## Input rows
--- --- ---

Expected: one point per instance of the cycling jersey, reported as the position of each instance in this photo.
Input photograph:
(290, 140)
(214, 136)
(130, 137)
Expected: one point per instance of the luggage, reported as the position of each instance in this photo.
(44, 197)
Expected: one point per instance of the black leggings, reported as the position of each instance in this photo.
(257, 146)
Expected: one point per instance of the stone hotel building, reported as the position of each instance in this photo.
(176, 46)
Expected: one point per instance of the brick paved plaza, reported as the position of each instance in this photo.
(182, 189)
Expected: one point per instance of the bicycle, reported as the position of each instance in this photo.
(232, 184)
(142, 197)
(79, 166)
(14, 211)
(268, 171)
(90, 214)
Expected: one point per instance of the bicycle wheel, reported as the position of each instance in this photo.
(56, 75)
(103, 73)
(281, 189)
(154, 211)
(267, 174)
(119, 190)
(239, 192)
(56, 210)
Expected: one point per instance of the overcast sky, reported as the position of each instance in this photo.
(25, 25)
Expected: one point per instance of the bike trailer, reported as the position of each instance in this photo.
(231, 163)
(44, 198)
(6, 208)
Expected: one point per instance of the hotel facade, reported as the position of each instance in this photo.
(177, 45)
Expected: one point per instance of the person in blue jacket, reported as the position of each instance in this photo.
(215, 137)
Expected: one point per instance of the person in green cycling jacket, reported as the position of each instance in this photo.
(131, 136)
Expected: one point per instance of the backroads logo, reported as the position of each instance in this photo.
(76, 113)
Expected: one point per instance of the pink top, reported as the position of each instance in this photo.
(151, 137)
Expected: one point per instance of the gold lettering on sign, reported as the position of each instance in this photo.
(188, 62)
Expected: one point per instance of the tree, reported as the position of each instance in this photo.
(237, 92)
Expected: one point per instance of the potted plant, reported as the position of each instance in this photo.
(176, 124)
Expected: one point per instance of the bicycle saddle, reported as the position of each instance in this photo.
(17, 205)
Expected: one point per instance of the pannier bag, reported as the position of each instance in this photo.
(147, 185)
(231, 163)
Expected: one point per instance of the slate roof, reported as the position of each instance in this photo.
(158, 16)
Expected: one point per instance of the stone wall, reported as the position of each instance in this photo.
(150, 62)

--- --- ---

## Given instruction
All of the records must be retyped exactly as they are.

## Task result
Expected: one point per instance of the cycling jersey, reported as the position of each instance in this photo.
Input photograph:
(290, 140)
(214, 136)
(130, 137)
Expected: one point per instance of the luggage, reported as the position of each instance in this photo.
(44, 197)
Expected: one point per instance of the black leggings, reported as the position of each instance in this photo.
(257, 146)
Expected: one point per instance of the stone hotel building, reported as the position of each instance in this photo.
(176, 46)
Expected: one point per instance of the brick paved plaza, reported as the position of each instance in this photo.
(182, 189)
Expected: one point per instance of the bicycle, reported as the position of each instance in this photo.
(232, 184)
(142, 197)
(79, 166)
(14, 211)
(268, 171)
(90, 214)
Expected: one point per instance of the bicycle wheel, reported as the position of each instance in this photo.
(56, 75)
(103, 73)
(281, 189)
(154, 211)
(267, 174)
(119, 190)
(239, 192)
(56, 210)
Expected: one point per instance of the overcast sky, reported as the position of each instance in this photo.
(25, 25)
Expected: one point per instance of the bike trailer, reported as the position of each instance in this photo.
(231, 163)
(44, 198)
(6, 208)
Expected: one point per instance of the hotel facade, reported as the position of each instance in this photo.
(177, 45)
Expected: one point per instance of the person in blue jacket, reported as the position of each instance in this photo.
(215, 137)
Expected: one point per instance of the person in green cycling jacket, reported as the position of each instance in this photo.
(131, 136)
Expected: one point per instance of the backroads logo, reported as the position of each instance in this photo.
(76, 113)
Expected: one point per instance of the pink top, reported as the position of each instance in this photo.
(151, 137)
Expected: one point per instance of the gold lettering on sign, reported as the position of each instance in this photo.
(188, 62)
Expected: one point per instance of the tree, reported as the position of each instance in this photo.
(237, 92)
Expected: one point per instance of the potted plant, reported as the position of each instance in this photo.
(176, 124)
Expected: one point per instance of the bicycle saddle, reported as the position of each instance in this photo.
(17, 205)
Expected: one point per instance of the pannier bag, reported as the position of each instance in this photo.
(147, 185)
(231, 163)
Expected: one point per instance of the slate roof, reported as the position of each instance in this photo.
(158, 16)
Expected: one point per instance of the stone wall, reported as the position of each instance in this photo.
(150, 62)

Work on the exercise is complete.